◆ WHAT YOU HAVE TO DO ◆
Somewhere below, one line contains "254L53 261L60 256L59" and a later line contains "box: [0, 91, 474, 181]". Output those two lines and everything between them exactly, and nothing else.

◆ TASK INPUTS ◆
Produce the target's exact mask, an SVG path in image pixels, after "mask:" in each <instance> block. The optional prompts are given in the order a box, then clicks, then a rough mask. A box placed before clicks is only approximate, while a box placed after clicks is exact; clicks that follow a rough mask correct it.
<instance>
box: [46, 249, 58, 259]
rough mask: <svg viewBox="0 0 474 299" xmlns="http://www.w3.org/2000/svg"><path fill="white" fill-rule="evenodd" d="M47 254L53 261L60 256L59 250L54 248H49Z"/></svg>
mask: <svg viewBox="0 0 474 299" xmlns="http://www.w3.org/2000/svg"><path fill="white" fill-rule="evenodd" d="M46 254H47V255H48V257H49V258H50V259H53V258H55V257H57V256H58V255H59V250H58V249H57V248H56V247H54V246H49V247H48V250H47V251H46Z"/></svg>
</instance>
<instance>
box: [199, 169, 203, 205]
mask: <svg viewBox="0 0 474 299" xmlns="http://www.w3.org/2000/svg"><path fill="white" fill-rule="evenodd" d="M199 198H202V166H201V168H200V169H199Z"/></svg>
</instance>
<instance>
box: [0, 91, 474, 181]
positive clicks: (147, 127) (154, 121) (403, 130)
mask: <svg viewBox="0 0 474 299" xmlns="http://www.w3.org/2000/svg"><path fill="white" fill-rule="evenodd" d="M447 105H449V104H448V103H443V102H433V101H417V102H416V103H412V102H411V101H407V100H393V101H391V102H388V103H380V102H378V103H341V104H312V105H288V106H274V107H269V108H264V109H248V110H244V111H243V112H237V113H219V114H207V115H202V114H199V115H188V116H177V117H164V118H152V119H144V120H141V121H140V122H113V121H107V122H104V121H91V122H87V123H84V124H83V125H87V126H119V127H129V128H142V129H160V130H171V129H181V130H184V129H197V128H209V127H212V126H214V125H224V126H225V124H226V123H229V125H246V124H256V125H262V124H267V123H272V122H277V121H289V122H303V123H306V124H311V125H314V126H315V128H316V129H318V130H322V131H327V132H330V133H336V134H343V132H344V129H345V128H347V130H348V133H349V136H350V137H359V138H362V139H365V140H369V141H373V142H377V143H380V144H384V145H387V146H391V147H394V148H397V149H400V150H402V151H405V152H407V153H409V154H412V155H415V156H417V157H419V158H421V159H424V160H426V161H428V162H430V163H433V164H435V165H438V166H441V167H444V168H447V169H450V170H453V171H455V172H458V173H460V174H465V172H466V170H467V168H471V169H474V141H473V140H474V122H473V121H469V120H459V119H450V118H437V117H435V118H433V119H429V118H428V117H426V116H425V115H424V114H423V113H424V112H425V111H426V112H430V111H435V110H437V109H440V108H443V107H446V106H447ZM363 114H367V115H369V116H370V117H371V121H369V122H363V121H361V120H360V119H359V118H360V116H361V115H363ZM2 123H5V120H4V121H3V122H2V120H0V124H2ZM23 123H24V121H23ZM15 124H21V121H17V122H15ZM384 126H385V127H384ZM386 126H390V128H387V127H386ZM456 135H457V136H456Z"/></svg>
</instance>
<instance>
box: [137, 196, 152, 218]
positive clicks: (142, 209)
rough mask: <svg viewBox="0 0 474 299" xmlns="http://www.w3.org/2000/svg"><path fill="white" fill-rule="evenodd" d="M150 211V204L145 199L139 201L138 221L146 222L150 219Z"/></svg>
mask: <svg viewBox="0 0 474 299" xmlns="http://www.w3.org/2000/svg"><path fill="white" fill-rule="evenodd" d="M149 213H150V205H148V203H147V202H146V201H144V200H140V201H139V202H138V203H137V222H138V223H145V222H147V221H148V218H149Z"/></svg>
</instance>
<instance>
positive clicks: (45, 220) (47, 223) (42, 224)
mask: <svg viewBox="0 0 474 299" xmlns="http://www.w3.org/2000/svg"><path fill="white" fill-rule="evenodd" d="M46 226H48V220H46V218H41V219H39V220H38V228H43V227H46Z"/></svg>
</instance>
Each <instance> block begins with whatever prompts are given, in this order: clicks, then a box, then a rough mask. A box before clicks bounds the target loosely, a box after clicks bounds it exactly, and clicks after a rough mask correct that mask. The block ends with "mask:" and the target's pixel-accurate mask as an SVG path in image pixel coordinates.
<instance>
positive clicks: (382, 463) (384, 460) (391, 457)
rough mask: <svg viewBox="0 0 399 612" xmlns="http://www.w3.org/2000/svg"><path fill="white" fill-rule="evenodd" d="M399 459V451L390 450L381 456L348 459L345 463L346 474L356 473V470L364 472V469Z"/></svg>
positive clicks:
---
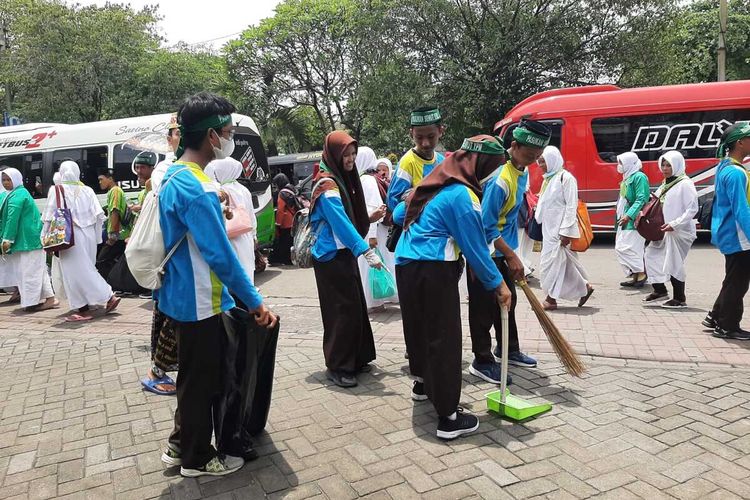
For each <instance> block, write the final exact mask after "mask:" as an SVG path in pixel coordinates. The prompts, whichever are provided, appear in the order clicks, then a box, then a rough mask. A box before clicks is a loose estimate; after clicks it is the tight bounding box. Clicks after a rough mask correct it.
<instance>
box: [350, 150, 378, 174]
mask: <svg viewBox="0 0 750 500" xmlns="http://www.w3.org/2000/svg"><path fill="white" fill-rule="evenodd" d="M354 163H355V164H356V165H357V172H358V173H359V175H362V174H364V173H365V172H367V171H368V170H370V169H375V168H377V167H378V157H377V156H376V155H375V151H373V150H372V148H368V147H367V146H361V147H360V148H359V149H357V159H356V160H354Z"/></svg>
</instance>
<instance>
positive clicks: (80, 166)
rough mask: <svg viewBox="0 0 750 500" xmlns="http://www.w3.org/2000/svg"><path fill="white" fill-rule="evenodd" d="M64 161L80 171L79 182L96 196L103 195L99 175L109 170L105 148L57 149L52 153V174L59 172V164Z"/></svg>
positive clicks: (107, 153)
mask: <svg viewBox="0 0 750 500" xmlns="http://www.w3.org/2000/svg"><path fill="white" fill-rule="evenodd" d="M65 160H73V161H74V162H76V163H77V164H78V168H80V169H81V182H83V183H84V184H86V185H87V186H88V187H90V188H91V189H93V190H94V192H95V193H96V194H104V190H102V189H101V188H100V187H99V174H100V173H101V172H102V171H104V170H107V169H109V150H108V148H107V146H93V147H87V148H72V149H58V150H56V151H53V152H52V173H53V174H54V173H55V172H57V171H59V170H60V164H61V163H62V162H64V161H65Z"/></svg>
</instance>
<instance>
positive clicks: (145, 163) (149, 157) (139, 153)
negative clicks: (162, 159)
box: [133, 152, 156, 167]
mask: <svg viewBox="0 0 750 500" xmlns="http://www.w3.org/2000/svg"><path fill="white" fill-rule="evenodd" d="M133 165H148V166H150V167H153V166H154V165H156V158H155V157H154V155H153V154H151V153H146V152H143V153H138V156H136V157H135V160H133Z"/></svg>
...
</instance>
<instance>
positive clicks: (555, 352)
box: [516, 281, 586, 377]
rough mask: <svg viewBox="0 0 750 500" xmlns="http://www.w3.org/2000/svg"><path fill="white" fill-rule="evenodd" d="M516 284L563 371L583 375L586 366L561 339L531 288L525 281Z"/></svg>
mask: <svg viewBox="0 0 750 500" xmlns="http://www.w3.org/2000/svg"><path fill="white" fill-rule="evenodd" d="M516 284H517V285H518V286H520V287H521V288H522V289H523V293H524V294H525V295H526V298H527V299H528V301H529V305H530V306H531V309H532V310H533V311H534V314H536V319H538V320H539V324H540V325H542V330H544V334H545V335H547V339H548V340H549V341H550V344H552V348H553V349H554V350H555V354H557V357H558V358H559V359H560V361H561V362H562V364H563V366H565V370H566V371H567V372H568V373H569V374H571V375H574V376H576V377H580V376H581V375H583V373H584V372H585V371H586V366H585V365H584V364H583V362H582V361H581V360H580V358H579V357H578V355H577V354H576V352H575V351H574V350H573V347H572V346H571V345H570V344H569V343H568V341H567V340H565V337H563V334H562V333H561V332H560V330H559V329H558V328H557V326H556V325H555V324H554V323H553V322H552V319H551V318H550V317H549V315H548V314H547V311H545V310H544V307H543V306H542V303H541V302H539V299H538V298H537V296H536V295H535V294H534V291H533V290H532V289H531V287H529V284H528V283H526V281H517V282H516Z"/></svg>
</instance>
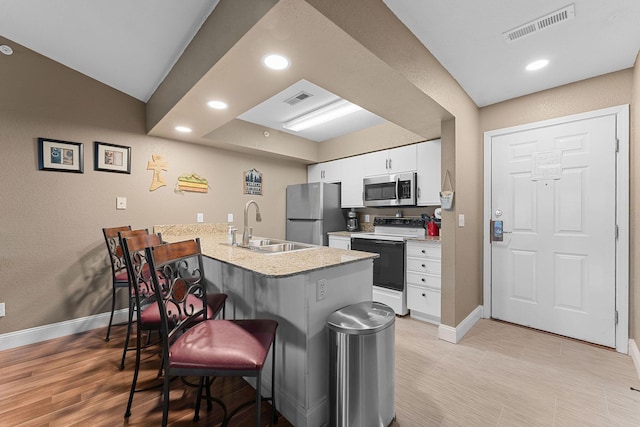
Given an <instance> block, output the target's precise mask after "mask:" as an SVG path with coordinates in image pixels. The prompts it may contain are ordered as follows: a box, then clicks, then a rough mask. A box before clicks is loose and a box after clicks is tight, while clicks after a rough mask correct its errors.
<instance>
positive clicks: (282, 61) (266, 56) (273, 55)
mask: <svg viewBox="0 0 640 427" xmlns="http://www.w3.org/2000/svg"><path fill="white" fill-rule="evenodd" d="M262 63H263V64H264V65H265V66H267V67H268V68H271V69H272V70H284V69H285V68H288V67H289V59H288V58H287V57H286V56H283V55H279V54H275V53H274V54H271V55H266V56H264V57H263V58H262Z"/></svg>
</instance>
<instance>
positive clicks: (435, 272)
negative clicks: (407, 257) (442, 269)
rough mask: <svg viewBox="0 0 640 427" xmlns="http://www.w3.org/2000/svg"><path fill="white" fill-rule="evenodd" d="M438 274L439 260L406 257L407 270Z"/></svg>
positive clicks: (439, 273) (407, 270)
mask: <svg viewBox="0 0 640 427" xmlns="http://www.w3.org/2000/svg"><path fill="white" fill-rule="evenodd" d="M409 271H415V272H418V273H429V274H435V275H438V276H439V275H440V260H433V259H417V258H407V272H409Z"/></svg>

◆ EXPECTED ANSWER ◆
rough mask: <svg viewBox="0 0 474 299" xmlns="http://www.w3.org/2000/svg"><path fill="white" fill-rule="evenodd" d="M47 254L53 261L60 256L59 250L54 248H49Z"/></svg>
mask: <svg viewBox="0 0 474 299" xmlns="http://www.w3.org/2000/svg"><path fill="white" fill-rule="evenodd" d="M46 254H47V255H48V257H49V258H50V259H53V258H55V257H57V256H58V255H59V250H58V249H57V248H56V247H54V246H49V247H48V250H47V251H46Z"/></svg>
</instance>
<instance>
box: [199, 169, 203, 205]
mask: <svg viewBox="0 0 474 299" xmlns="http://www.w3.org/2000/svg"><path fill="white" fill-rule="evenodd" d="M199 198H202V166H201V168H200V169H199Z"/></svg>
</instance>
<instance>
box: [0, 91, 474, 181]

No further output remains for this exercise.